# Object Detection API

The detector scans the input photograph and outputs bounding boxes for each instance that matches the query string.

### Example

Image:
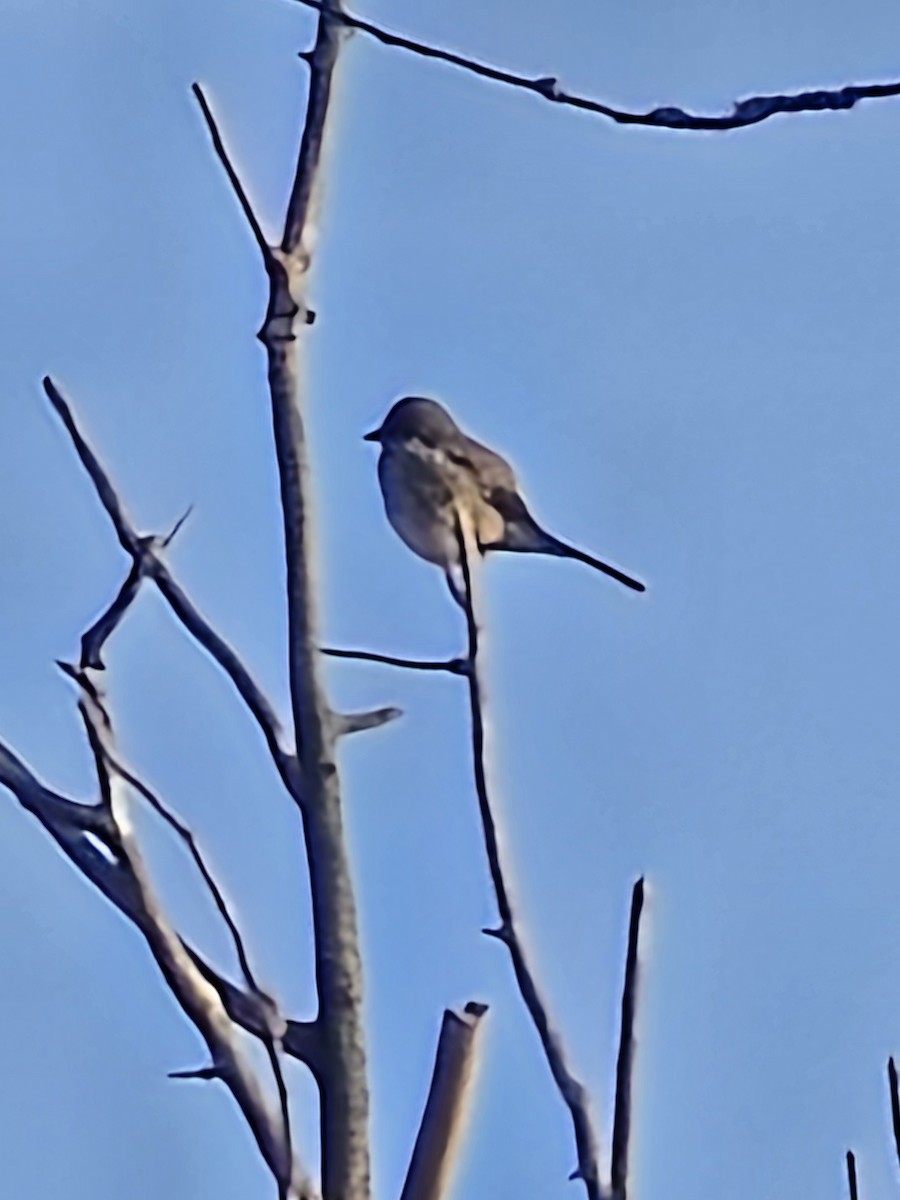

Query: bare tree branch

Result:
[42,376,296,793]
[0,709,314,1200]
[454,513,604,1200]
[190,1,370,1195]
[400,1003,488,1200]
[290,0,900,134]
[333,706,403,737]
[82,688,303,1157]
[71,669,301,1200]
[283,0,345,258]
[610,878,645,1200]
[192,83,275,267]
[323,646,468,675]
[846,1150,859,1200]
[888,1058,900,1180]
[81,560,145,669]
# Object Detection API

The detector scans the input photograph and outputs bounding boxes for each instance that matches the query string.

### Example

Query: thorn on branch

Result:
[169,1065,223,1082]
[334,706,403,736]
[481,923,511,944]
[533,76,560,100]
[463,1001,489,1019]
[161,504,194,548]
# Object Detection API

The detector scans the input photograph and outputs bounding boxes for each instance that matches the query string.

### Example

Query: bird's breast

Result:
[377,446,463,568]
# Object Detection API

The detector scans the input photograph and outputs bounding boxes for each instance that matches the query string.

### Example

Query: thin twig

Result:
[0,717,313,1199]
[69,668,298,1200]
[454,513,603,1200]
[192,84,274,266]
[400,1003,488,1200]
[81,559,145,669]
[333,706,403,736]
[323,646,467,675]
[290,0,900,133]
[110,748,260,997]
[610,879,645,1199]
[43,376,138,556]
[888,1058,900,1179]
[42,377,295,793]
[846,1150,859,1200]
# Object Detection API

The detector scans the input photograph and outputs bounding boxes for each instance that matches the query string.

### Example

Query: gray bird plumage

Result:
[364,396,645,603]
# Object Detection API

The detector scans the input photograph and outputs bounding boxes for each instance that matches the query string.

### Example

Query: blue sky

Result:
[2,1,900,1197]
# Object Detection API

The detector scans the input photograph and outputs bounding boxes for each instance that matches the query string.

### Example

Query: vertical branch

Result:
[195,5,365,1194]
[400,1003,488,1200]
[283,0,344,256]
[888,1058,900,1180]
[262,4,369,1198]
[610,878,645,1198]
[454,515,604,1200]
[845,1150,859,1200]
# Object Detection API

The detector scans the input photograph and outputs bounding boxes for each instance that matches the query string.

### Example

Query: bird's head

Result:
[364,396,460,446]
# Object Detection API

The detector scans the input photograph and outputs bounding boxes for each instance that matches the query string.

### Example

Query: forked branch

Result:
[42,376,295,792]
[195,4,371,1196]
[0,682,313,1200]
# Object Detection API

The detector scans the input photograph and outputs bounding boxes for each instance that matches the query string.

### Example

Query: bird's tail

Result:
[550,536,646,592]
[509,526,646,593]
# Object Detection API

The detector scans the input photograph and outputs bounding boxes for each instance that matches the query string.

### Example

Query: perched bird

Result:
[364,396,645,604]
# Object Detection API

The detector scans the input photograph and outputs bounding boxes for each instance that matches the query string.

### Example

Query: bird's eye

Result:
[448,451,475,470]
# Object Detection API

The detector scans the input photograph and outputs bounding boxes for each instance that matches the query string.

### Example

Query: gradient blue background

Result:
[2,1,899,1196]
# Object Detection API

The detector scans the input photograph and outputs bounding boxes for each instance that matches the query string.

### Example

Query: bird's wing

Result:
[447,435,537,550]
[448,436,516,492]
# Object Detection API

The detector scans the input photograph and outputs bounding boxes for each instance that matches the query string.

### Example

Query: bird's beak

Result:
[363,426,382,442]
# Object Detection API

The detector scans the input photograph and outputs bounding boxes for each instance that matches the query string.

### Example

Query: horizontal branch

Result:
[333,706,403,737]
[323,646,468,675]
[291,0,900,133]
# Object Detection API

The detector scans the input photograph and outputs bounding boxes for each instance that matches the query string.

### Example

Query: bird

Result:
[364,396,645,605]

....................

The data must be repeated exactly. Any pictures in it are to be left out.

### Answer to this exercise
# Object Detection API

The detector scans the input photograph and outputs bounding boxes for each instance that matches the query string.

### Example

Image:

Query: bare tree branch

Result:
[42,376,296,793]
[0,709,314,1200]
[454,513,604,1200]
[190,1,370,1195]
[400,1003,488,1200]
[290,0,900,134]
[333,706,403,737]
[82,688,303,1157]
[71,669,301,1200]
[283,0,345,258]
[610,878,645,1200]
[192,83,275,267]
[323,646,468,675]
[846,1150,859,1200]
[888,1058,900,1180]
[81,560,145,669]
# Object Detection API

The detector scans the input photograph and outputs bounding boxes for each instance that matches the query string.

### Example

Query: thorn on branch

Result:
[169,1065,223,1082]
[334,706,403,736]
[481,923,511,944]
[533,76,560,100]
[463,1001,489,1019]
[161,504,194,548]
# Object Detection API

The detector scans the input photograph and outputs bounding boxes for each instance that matches the query string.

### Example

Query: bird's breast

Result:
[377,446,463,568]
# Object Detection API

The detector scans the input photograph and outputs bounding boxes for each instance that matches the query string.

### Example

Query: thin twig

Result:
[0,717,313,1199]
[69,668,298,1200]
[454,513,603,1200]
[192,84,274,266]
[400,1003,488,1200]
[81,559,145,669]
[333,706,403,736]
[323,646,467,675]
[290,0,900,133]
[110,748,260,997]
[610,879,645,1199]
[43,376,138,556]
[888,1058,900,1179]
[42,377,295,793]
[846,1150,859,1200]
# Object Detection API

The detector scans the input photograph and outputs bounding boxes for each instance that matches the query string.

### Example

Query: gray bird plumage

Result:
[364,396,645,603]
# Object Detection API

The detector scans the input photograph and outputs bounding boxes for each instance that matches the query string.

### Example

Query: blue sky

Result:
[2,1,900,1197]
# Object Detection API

The detector scans the input photograph and outputs bounding boxes for each instance that matches the query string.

### Example

Query: vertical branch

Result:
[195,5,365,1194]
[400,1003,488,1200]
[283,0,344,256]
[888,1058,900,1180]
[262,4,369,1198]
[610,878,645,1198]
[454,515,604,1200]
[845,1150,859,1200]
# Object Detection API

The detector scans the input photograph and outputs bounding boxes for each instance that matches the query string.

### Example

Query: bird's head

Result:
[364,396,460,446]
# Object Detection API

The detector scans the input photograph and outputs bounding boxes for each instance that matches the query string.

### Example

Query: forked branch

Result:
[42,376,295,792]
[195,4,371,1196]
[0,682,313,1200]
# Object Detection API

The detector scans the input photograph and outputs bounding boxes for each instance that matches the query string.

### Example

Query: bird's tail

Result:
[550,536,646,592]
[509,526,646,593]
# Object Detection API

The detector scans the input photograph and outputs bounding boxes for each instance that matches the query string.

### Example

Query: perched bird

Result:
[364,396,645,604]
# Object Detection API

The detector scans the input photograph and outputs bounding boxes for each instance that matches the query string.

### Example

Query: bird's eye

Result:
[448,451,475,470]
# Object Detection API

The detector scans the input photograph and outputs bounding boxes for each instance that matches the query string.

### Example

Query: gradient blue background

Result:
[2,1,899,1196]
# Object Detection API

The detector scans the input photograph and outputs bounding boxes for each instance that matches the query string.

### Example

Query: bird's wing

Result:
[447,435,537,550]
[448,436,516,492]
# Object Detection API

The detector scans the input photograph and outputs bounding boxes for each instance that matches the query string.

### Example

Query: bird's beak

Result:
[363,426,382,442]
# Object Detection API

The detector scans the input photograph and outputs bounding boxes for each instance that matches the query string.

### Example

Query: horizontal branch

Result:
[333,706,403,737]
[323,646,468,675]
[291,0,900,133]
# Object Detection API

The detector scans the input photograph and outputs bounding boxes for each instance that matches the query string.

### Example

Query: bird

Result:
[364,396,645,605]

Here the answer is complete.